Exercise:
Copy out all the entries word for word.

Records shown:
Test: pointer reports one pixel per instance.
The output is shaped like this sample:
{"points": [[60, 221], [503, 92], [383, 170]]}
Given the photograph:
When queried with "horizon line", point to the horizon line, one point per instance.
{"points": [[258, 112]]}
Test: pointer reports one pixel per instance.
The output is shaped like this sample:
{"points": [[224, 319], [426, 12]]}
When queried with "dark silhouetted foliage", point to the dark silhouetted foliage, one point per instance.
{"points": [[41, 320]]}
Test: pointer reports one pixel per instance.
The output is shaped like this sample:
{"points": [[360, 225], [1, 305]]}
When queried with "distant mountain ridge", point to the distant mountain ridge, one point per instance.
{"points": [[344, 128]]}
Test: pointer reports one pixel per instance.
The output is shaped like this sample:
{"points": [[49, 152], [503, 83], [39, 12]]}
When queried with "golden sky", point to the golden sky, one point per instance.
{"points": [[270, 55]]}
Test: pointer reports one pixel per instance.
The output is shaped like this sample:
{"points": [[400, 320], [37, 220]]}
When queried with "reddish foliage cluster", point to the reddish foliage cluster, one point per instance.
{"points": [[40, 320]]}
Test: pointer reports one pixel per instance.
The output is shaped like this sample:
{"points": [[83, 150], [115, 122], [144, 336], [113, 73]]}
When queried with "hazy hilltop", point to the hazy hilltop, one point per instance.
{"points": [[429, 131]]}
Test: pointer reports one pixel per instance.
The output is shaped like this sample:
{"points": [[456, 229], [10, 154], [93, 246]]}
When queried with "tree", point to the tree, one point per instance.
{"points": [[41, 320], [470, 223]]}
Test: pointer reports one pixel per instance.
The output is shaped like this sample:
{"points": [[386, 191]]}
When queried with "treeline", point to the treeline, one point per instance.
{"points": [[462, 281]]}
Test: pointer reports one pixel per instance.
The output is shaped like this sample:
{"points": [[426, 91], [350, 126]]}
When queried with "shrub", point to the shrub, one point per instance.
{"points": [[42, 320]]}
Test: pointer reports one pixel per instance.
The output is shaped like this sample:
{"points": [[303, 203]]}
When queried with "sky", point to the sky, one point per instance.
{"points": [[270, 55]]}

Solved problem:
Test: pointer reports one pixel per instance.
The output is shaped like this sample:
{"points": [[60, 221], [503, 92], [383, 170]]}
Given the photograph:
When queried with "horizon line", point to the horizon line, one point per instance.
{"points": [[258, 112]]}
Test: pointer reports one pixel per instance.
The output is shaped like this sample:
{"points": [[224, 319], [426, 12]]}
When queried with "dark silhouetted foliage", point to the dark silhouetted foliage, one point per instance.
{"points": [[41, 320]]}
Test: pointer reports one pixel per instance.
The output is shaped like this sample:
{"points": [[360, 225], [1, 305]]}
When queried with "distant mountain ridge", point to the distant mountain ridge, one point per instance.
{"points": [[344, 128]]}
Test: pointer reports one pixel per instance.
The output is shaped like this sample:
{"points": [[49, 152], [503, 83], [39, 12]]}
When queried with "golden sky", point to the golden sky, one point per instance.
{"points": [[270, 55]]}
Test: pointer reports one pixel per instance.
The output is shaped like this sample:
{"points": [[400, 320], [37, 220]]}
When queried with "reddish foliage cluster", point to the reddish foliage cluster, one point per instance.
{"points": [[40, 320]]}
Test: pointer reports one pixel per instance.
The output is shaped like this sample:
{"points": [[83, 150], [115, 122], [144, 336], [113, 73]]}
When queried with "hazy hilltop", point to the hazy hilltop, one point per instance.
{"points": [[429, 131]]}
Test: pointer reports one pixel per instance.
The output is shaped like this sample:
{"points": [[456, 229], [10, 154], [93, 246]]}
When queried with "tree", point to the tree, one point per instance.
{"points": [[41, 320], [470, 223]]}
Test: pointer reports one pixel per instance.
The output is shaped like this sample:
{"points": [[386, 191]]}
When queried with "treeline", point to the treeline, one point per instance.
{"points": [[462, 281]]}
Test: pointer reports one pixel per instance.
The output is shaped like this sample:
{"points": [[426, 91], [350, 126]]}
When queried with "shrub", point to the shrub, one point per instance.
{"points": [[42, 320]]}
Test: pointer reports one pixel per instance.
The output is shaped like this sample:
{"points": [[303, 203]]}
When queried with "sky", point to the sky, one point per instance.
{"points": [[270, 55]]}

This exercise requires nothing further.